**WORK REQUIRED:**
Copy out the records word for word, from the line containing "point: pink flower -- spot" through the end of the records, both included. Omit the pictures from your copy.

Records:
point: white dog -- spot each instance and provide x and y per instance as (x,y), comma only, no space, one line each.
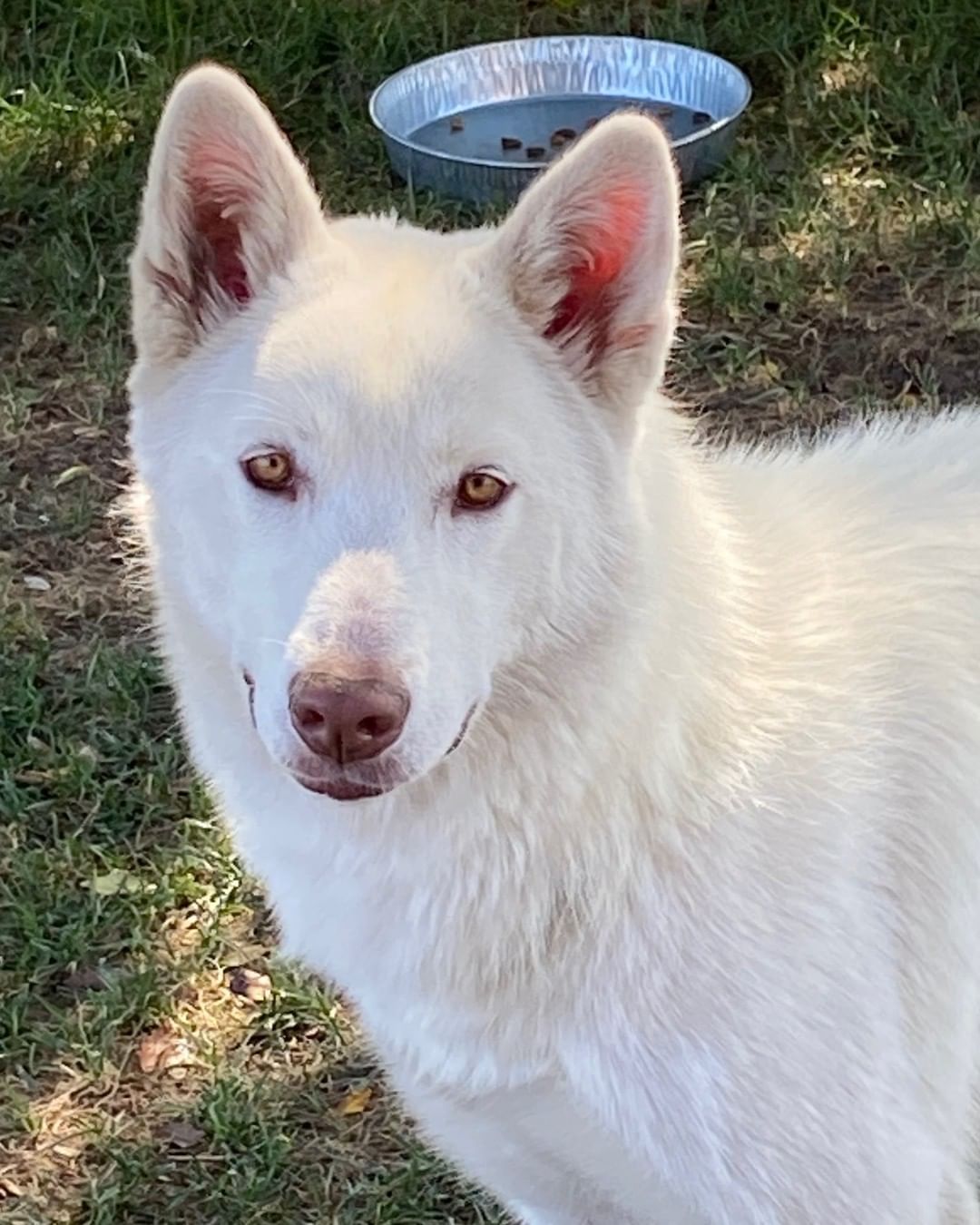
(688,927)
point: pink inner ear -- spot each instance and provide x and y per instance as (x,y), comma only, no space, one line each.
(604,249)
(220,184)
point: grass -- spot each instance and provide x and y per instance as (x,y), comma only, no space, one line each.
(835,262)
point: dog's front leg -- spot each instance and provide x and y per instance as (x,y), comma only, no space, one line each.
(487,1138)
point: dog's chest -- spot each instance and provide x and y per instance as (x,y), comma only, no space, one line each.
(444,979)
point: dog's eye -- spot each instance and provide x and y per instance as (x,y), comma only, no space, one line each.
(479,492)
(272,471)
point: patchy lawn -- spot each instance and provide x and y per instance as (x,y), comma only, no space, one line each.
(144,1075)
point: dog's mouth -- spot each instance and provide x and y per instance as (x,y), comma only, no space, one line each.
(377,779)
(342,787)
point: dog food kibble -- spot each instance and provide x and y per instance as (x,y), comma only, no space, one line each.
(561,136)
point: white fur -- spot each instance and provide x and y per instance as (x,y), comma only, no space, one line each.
(686,930)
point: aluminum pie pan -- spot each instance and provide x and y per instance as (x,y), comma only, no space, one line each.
(443,119)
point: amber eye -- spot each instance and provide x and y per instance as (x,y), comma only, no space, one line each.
(272,471)
(479,492)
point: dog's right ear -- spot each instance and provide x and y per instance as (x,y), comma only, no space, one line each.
(227,207)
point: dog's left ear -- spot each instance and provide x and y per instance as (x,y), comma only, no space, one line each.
(590,258)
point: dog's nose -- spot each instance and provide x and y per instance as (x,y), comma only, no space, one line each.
(347,720)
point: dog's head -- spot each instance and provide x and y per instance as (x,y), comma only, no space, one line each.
(384,466)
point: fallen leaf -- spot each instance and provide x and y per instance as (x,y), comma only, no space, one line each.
(250,984)
(34,776)
(69,475)
(118,879)
(181,1134)
(161,1051)
(84,977)
(357,1102)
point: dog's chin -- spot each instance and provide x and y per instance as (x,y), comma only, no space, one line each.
(343,789)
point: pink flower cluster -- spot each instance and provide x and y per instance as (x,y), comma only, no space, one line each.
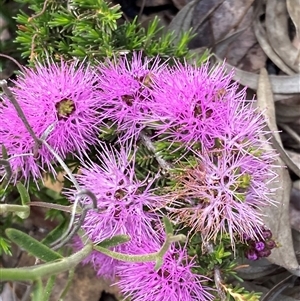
(220,191)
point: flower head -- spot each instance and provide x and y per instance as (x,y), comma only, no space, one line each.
(60,96)
(173,281)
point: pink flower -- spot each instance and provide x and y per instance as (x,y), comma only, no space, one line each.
(126,85)
(60,95)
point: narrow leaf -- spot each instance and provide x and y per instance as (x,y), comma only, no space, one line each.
(32,245)
(114,241)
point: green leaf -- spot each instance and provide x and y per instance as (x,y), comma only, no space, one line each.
(55,233)
(32,245)
(114,241)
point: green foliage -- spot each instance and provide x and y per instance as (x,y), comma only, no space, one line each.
(238,293)
(32,245)
(5,246)
(92,30)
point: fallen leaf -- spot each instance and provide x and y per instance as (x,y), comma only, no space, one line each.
(277,218)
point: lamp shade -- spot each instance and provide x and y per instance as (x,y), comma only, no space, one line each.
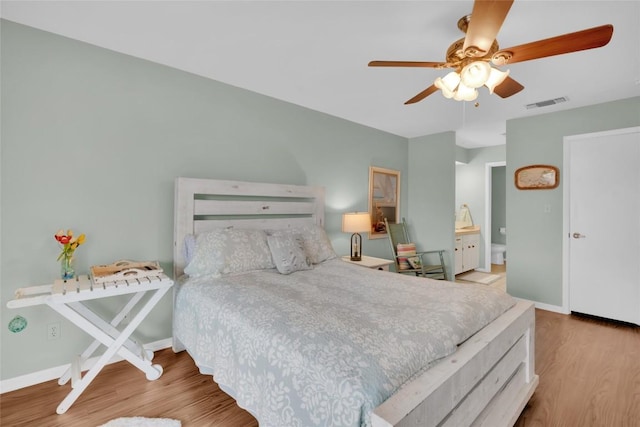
(495,78)
(356,222)
(448,84)
(465,93)
(475,74)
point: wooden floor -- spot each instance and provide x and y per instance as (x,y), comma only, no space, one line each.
(589,376)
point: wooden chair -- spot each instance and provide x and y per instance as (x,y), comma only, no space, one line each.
(417,263)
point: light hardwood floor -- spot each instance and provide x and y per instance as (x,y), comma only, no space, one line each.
(589,377)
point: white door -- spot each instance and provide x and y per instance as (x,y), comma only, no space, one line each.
(604,225)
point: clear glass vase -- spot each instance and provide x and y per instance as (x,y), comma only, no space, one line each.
(66,268)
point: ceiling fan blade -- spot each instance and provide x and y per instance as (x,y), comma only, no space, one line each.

**PROBLEM SOLUTION:**
point: pink flower -- spot each instance and provide x and y per instance as (x,y), comma only, no space, one line each.
(126,85)
(60,95)
point: narrow leaf -- spot each instance and provide x and y per instance as (x,y), comma only, no space, one line each.
(32,245)
(114,241)
point: green leaf -- spot each instance and provide x and y per instance as (x,y), comma only, no space, one line each.
(55,233)
(32,245)
(114,241)
point: green foliage -- spot each instance and provide x and y per instance as (x,y), comma only, no space, one line each.
(238,293)
(32,245)
(5,246)
(92,30)
point: fallen leaf -- spot each instance and provide x and y per instance as (x,y), comma only, no space, one line each.
(277,218)
point: lamp shade -- spot each instance and provide x and y per instance as (x,y), comma only, no space, one line each.
(495,78)
(356,222)
(448,84)
(465,93)
(475,74)
point: wooden floor -- spot each instance and provide x and y per instance as (x,y), comma only, no space, one line each.
(589,376)
point: wooden chair -- spot each instance and provide x and y per instance as (x,y), comma only, no space, one line each.
(417,263)
point: light hardwood floor -- spot each instance and provide x and y per instance as (x,y), comma only, no space, one line each.
(589,377)
point: white door -- spot each instance and provide x and y per instance as (x,y), comma only, no space, one line each.
(604,225)
point: clear glass vase -- spot each instance and provide x and y per instance as (x,y), comma only, no space, one line each.
(66,268)
point: ceiling fan blade -- spot each instance and provide x and y per instance as (x,y), comma only, no space, one line each.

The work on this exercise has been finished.